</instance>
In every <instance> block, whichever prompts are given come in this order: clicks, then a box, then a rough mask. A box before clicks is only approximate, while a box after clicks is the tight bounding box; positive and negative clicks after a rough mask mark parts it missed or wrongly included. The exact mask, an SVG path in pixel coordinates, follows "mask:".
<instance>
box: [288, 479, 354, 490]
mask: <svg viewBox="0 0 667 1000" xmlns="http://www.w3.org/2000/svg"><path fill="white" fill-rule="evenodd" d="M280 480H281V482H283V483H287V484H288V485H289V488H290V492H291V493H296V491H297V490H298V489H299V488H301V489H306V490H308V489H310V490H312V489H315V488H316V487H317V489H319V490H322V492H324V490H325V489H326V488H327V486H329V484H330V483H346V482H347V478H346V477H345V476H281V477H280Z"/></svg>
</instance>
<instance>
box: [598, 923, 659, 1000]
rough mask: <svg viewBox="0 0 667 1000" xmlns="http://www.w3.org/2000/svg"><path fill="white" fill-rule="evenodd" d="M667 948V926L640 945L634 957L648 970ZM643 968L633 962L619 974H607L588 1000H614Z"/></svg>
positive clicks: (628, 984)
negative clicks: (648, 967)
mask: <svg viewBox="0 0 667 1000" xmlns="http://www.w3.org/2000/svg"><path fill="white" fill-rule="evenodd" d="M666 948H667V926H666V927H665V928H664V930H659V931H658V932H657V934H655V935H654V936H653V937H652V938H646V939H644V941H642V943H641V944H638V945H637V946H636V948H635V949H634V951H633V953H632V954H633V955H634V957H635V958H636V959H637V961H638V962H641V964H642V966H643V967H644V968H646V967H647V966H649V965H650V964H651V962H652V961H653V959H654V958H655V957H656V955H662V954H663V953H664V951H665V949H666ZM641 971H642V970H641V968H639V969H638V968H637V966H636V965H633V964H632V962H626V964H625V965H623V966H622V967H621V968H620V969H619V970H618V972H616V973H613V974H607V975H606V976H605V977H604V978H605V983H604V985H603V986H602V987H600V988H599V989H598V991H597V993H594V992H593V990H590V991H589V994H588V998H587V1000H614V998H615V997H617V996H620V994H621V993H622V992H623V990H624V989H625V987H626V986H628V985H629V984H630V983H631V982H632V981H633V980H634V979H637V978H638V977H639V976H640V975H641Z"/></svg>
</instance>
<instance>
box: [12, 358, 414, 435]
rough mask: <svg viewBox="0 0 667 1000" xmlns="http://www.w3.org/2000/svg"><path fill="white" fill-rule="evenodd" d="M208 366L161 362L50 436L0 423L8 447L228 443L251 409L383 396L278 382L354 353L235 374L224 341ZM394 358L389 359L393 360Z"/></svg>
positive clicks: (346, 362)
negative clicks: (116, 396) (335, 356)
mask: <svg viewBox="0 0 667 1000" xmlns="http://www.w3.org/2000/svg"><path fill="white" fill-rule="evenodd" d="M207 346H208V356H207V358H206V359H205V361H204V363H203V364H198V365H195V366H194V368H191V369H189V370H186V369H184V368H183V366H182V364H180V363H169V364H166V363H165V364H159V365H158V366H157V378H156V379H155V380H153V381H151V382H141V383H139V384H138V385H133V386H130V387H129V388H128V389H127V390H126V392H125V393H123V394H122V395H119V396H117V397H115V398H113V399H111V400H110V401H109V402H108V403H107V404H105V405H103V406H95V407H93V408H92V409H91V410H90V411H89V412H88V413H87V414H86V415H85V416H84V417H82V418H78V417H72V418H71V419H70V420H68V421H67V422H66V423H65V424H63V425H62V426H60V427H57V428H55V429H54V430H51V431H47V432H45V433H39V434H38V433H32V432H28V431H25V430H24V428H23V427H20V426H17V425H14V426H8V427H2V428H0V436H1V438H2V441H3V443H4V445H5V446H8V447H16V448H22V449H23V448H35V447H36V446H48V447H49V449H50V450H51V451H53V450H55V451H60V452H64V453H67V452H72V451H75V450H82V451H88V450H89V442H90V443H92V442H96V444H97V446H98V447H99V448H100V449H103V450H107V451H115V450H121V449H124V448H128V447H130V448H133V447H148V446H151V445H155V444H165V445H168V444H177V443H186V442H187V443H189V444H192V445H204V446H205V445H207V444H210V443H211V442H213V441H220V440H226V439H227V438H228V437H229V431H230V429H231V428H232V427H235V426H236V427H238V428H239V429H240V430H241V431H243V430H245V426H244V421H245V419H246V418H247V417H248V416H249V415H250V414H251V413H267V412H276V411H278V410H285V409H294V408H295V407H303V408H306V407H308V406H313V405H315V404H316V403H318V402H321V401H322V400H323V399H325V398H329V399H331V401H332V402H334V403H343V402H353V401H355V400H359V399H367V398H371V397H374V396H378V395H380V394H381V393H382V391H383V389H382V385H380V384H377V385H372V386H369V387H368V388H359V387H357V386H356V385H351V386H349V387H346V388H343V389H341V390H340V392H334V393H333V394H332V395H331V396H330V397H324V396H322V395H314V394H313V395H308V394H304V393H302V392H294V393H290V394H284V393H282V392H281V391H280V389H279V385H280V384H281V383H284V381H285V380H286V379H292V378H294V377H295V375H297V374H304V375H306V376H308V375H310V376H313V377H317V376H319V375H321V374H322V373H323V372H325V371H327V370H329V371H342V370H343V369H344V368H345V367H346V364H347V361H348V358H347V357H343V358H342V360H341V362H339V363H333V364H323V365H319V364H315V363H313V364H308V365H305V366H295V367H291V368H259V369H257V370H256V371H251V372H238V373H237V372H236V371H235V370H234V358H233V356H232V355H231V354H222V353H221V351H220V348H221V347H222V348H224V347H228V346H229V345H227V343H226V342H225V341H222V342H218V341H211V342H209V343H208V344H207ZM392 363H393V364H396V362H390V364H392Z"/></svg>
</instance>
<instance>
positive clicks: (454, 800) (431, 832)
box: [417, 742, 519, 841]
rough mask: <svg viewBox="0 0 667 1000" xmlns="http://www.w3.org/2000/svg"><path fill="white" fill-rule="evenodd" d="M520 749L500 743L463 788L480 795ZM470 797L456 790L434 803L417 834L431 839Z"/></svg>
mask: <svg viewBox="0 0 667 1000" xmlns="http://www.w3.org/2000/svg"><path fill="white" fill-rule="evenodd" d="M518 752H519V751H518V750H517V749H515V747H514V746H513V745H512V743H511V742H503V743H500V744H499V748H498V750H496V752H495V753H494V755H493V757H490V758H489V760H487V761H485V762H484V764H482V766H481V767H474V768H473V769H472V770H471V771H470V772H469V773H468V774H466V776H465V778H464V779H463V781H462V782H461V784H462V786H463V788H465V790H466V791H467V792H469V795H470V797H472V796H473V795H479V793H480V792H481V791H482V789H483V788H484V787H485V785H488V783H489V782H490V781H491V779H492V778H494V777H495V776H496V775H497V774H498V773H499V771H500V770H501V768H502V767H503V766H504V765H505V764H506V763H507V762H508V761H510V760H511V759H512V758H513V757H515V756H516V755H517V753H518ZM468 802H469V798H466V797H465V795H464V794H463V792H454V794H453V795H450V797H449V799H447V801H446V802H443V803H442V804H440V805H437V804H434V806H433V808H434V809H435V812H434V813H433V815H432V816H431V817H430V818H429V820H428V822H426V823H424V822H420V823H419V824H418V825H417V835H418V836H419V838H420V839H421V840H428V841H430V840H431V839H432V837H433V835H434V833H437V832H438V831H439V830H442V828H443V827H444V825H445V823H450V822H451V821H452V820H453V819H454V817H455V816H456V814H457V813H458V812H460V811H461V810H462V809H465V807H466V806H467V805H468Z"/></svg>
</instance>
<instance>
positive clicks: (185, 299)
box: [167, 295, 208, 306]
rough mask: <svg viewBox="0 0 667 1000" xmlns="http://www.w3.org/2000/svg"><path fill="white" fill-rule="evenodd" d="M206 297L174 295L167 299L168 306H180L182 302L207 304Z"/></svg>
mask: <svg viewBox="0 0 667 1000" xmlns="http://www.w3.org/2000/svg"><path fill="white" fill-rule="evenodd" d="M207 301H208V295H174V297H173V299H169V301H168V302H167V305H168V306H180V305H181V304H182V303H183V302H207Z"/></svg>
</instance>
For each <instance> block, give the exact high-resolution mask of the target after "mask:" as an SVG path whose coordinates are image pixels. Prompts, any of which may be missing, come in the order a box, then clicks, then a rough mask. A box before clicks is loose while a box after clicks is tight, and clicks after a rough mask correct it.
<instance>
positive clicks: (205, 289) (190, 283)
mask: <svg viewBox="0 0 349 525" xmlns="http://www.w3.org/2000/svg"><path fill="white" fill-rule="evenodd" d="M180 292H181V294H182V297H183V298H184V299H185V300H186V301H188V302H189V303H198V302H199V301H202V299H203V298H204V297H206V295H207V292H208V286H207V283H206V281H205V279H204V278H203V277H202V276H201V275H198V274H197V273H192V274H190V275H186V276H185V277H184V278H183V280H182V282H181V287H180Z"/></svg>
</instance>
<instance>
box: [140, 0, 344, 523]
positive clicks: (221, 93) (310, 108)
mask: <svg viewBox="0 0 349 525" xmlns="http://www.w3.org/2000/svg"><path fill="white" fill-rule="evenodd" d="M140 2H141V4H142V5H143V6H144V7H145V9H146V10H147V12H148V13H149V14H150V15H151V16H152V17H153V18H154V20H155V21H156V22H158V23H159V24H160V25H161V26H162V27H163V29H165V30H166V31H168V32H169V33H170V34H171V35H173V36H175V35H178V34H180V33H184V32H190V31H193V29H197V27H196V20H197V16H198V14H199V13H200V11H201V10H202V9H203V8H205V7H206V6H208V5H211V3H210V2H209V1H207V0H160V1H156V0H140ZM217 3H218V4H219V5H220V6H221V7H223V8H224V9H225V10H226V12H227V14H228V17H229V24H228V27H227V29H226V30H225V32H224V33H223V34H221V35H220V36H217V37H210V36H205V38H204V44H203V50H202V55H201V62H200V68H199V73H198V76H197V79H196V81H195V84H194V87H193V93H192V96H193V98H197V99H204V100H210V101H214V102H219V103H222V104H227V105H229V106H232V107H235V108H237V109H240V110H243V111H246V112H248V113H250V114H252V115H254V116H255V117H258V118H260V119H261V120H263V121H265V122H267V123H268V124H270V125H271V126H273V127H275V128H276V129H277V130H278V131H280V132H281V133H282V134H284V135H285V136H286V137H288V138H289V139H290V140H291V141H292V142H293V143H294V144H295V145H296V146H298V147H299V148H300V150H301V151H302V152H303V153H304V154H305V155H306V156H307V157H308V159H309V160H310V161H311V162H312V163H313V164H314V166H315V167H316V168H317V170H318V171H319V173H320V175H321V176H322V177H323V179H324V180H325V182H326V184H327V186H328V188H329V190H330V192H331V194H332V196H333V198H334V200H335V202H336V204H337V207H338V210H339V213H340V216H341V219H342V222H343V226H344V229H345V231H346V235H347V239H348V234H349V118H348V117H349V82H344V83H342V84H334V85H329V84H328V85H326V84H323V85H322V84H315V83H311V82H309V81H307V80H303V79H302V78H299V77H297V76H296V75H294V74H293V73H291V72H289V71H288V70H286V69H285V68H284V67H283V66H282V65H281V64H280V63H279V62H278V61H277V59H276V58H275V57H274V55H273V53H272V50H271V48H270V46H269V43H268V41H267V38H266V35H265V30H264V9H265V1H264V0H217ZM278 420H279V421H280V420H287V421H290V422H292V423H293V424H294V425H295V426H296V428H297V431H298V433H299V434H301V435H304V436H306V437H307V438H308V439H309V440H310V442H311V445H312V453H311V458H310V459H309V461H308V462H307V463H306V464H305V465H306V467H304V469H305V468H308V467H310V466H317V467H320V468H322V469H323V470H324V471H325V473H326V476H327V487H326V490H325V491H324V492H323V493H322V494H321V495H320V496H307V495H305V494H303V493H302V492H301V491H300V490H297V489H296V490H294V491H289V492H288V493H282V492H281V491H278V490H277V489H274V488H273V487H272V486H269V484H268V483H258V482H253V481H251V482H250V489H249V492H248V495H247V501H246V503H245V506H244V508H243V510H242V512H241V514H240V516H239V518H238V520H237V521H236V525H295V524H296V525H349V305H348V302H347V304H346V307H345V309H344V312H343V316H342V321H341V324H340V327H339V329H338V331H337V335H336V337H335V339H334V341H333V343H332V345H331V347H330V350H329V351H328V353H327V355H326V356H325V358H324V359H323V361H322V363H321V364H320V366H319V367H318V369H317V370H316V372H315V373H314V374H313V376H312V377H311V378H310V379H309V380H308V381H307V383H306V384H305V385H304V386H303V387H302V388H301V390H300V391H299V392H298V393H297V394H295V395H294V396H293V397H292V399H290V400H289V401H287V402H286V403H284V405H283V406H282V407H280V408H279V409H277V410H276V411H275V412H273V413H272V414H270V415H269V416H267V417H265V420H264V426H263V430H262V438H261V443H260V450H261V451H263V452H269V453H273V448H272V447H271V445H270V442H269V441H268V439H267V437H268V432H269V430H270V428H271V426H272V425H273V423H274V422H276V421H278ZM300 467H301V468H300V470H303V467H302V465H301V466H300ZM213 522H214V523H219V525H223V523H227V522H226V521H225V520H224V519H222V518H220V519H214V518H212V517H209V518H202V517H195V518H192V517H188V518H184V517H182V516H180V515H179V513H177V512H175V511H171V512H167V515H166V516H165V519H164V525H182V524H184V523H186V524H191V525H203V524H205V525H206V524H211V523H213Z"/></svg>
----------------
[PROBLEM DESCRIPTION] Exact duplication is required for the lines above, from the line that contains "297L174 295L167 299L168" to the line that contains "box: [140, 0, 344, 523]", inclusive; omit all others.

[REPLY]
rough mask: <svg viewBox="0 0 667 1000" xmlns="http://www.w3.org/2000/svg"><path fill="white" fill-rule="evenodd" d="M206 297L174 295L167 299L168 306H180L182 302L207 304Z"/></svg>
mask: <svg viewBox="0 0 667 1000" xmlns="http://www.w3.org/2000/svg"><path fill="white" fill-rule="evenodd" d="M207 301H208V295H174V297H173V299H169V301H168V302H167V305H168V306H180V305H181V304H182V303H183V302H207Z"/></svg>
</instance>
For each <instance> block, give the exact high-resolution mask of the target after "mask:" as an SVG path whose coordinates are image pixels. Prompts, any of which may be missing, come in the order a box, then clicks, then a rough mask. A box before clicks is loose while a box after clicks is tight, and clicks after a rough mask correct it.
<instance>
positive clicks: (205, 289) (190, 283)
mask: <svg viewBox="0 0 349 525" xmlns="http://www.w3.org/2000/svg"><path fill="white" fill-rule="evenodd" d="M180 292H181V294H182V297H183V298H184V299H185V300H186V301H188V302H189V303H198V302H199V301H202V299H203V298H204V297H206V295H207V292H208V286H207V283H206V281H205V279H204V278H203V277H202V276H201V275H198V274H197V273H192V274H190V275H186V276H185V277H184V278H183V280H182V282H181V287H180Z"/></svg>
</instance>
<instance>
box: [140, 0, 344, 523]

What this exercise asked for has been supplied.